Render the entries below as a JSON list of strings, one string per line, leaving out blank lines. Use only the stretch from the line containing "Where can the dark object" through the line containing "point(203, 143)", both included.

+ + + + +

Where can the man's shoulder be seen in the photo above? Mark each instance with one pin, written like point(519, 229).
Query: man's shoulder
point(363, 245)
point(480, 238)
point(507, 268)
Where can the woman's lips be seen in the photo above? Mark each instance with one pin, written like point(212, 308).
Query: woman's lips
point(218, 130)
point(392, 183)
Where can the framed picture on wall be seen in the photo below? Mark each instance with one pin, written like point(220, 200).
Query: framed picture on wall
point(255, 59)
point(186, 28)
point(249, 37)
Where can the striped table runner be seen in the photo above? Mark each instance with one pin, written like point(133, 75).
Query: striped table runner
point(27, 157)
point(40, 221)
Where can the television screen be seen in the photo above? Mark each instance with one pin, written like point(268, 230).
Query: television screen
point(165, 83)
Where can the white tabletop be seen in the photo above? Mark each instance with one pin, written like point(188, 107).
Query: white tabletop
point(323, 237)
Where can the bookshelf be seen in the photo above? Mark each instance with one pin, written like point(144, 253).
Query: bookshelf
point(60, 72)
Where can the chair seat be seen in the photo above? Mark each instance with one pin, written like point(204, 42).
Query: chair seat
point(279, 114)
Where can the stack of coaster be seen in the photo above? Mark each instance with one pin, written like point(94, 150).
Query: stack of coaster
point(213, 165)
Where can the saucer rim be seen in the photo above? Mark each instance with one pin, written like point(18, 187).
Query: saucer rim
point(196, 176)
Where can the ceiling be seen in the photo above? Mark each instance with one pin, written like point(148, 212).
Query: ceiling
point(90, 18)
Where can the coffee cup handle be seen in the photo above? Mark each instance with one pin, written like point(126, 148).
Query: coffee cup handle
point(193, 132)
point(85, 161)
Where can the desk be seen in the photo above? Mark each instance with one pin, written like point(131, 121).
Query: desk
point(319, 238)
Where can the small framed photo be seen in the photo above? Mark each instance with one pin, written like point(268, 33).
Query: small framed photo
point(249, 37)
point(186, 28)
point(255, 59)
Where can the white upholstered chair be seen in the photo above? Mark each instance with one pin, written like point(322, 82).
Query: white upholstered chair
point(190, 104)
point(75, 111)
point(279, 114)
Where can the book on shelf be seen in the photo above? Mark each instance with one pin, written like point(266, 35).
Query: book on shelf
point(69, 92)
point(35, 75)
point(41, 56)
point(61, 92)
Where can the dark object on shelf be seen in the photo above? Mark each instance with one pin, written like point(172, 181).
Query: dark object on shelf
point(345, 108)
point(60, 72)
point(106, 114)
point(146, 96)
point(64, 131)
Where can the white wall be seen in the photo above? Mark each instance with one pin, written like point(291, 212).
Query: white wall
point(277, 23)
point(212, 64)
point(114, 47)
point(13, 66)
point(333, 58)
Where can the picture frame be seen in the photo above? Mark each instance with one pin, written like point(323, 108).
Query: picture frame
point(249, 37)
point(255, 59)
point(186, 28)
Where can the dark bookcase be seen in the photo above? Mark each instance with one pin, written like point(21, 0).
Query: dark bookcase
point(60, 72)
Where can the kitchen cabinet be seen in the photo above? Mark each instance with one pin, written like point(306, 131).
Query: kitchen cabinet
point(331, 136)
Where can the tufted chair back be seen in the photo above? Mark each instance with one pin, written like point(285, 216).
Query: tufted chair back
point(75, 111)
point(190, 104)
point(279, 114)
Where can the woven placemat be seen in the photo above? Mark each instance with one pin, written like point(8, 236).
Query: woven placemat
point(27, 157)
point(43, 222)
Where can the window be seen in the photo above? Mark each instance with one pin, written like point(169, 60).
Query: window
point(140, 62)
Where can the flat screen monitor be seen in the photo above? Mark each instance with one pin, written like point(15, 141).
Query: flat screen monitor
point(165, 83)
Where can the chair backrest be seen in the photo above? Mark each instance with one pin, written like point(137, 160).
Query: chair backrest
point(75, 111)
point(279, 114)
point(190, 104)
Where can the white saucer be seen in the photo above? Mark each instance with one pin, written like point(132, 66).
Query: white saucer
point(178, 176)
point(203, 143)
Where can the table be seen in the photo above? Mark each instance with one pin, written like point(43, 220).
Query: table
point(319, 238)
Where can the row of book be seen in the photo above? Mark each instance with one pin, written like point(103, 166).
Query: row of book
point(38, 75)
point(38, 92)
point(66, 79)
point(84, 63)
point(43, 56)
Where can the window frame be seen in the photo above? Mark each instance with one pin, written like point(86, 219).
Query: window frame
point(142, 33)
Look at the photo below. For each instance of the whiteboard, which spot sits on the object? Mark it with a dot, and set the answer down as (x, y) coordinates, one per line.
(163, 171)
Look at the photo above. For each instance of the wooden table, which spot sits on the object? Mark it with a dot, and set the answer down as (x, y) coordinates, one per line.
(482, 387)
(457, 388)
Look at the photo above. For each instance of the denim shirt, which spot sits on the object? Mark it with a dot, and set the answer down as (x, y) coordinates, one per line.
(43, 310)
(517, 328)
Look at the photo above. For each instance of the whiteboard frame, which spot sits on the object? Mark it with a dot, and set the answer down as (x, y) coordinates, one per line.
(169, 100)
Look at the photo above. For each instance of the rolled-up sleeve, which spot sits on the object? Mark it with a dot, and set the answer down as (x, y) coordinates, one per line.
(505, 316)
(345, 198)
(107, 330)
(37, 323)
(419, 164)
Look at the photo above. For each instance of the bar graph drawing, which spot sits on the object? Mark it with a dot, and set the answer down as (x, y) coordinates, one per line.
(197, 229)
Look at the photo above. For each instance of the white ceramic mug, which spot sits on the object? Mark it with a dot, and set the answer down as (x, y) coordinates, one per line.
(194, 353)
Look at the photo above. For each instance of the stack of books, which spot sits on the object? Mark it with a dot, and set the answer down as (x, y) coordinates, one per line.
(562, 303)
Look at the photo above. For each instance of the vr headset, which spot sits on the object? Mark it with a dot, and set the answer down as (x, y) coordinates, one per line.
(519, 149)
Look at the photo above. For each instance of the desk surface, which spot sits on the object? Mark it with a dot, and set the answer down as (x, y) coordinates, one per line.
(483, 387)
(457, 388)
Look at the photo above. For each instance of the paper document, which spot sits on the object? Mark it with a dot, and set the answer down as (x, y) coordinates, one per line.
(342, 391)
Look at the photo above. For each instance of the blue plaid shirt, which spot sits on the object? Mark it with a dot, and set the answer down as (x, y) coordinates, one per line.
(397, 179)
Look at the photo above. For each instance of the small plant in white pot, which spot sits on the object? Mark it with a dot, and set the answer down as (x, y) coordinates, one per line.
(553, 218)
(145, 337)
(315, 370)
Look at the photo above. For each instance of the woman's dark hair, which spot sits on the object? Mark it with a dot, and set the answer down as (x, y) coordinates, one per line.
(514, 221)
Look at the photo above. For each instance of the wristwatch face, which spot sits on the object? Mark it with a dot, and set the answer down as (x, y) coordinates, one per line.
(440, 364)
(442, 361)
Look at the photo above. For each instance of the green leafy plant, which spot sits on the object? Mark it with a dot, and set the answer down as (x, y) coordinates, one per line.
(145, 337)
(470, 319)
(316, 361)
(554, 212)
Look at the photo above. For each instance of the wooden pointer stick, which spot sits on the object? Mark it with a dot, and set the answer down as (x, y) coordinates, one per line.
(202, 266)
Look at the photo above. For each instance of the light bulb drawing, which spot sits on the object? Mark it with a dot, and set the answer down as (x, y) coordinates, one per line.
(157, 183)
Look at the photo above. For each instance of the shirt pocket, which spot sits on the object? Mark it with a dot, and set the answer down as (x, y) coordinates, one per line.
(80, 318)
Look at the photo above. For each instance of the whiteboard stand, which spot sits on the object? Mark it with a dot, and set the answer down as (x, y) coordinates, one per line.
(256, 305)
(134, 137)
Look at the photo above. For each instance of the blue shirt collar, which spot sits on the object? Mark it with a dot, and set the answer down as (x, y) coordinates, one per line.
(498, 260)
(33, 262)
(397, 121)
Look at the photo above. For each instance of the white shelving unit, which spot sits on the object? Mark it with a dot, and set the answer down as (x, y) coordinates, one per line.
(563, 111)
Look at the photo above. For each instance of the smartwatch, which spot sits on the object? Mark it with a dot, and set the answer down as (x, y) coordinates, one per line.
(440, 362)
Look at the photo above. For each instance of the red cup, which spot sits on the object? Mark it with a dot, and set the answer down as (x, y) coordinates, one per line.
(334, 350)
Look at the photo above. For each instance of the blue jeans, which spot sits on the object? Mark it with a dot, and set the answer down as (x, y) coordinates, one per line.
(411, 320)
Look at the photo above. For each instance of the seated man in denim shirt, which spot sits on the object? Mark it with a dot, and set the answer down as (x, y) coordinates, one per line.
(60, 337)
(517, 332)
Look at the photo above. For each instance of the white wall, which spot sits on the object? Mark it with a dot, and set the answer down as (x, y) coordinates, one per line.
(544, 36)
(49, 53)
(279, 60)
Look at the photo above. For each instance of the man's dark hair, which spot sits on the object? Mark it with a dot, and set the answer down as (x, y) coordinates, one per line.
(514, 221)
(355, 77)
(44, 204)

+ + + + +

** Output for this task **
[
  "Where can the dark object on shelf be seen in the photo above? Mark each instance with one pin, written like point(172, 181).",
  "Query: dark object on shelf",
  "point(345, 108)",
  "point(60, 72)",
  "point(106, 114)",
  "point(146, 96)",
  "point(64, 131)",
  "Where can the white wall be seen in the photo above? Mark each instance with one pin, written like point(291, 212).",
  "Query: white wall",
  "point(277, 23)",
  "point(212, 64)",
  "point(114, 47)",
  "point(13, 66)",
  "point(333, 58)",
  "Where can the picture frame be seen in the photo above? Mark each instance with one pin, written like point(323, 108).",
  "Query: picture frame",
  "point(249, 37)",
  "point(255, 59)",
  "point(186, 28)",
  "Where can the dark bookcase be seen in the photo above? Mark each instance with one pin, written like point(21, 0).",
  "Query: dark bookcase",
  "point(60, 72)",
  "Where can the kitchen cabinet be seen in the photo above? Mark each instance with one pin, written like point(306, 131).",
  "Query: kitchen cabinet",
  "point(331, 136)",
  "Where can the tufted chair back be seen in the photo above? Mark each instance with one pin, written like point(285, 216).",
  "Query: tufted chair back",
  "point(75, 111)",
  "point(190, 104)",
  "point(279, 114)",
  "Where can the woven placemat be seen in the photo above? Mark each instance with one pin, written like point(8, 236).",
  "Query: woven placemat",
  "point(27, 157)",
  "point(43, 222)",
  "Where can the window be seen in the photo above? Mark each instance with one pin, written like point(169, 60).",
  "Query: window",
  "point(140, 62)",
  "Where can the flat screen monitor be seen in the photo above? Mark each instance with one pin, written like point(15, 141).",
  "Query: flat screen monitor",
  "point(165, 83)",
  "Where can the chair backrest be seen in the photo above? Mark each instance with one pin, written like point(137, 160).",
  "Query: chair backrest",
  "point(75, 111)",
  "point(279, 114)",
  "point(190, 104)",
  "Where can the white saucer be seen in the photo above? Mark each instance with one pin, written like point(132, 66).",
  "Query: white saucer",
  "point(178, 176)",
  "point(203, 143)"
]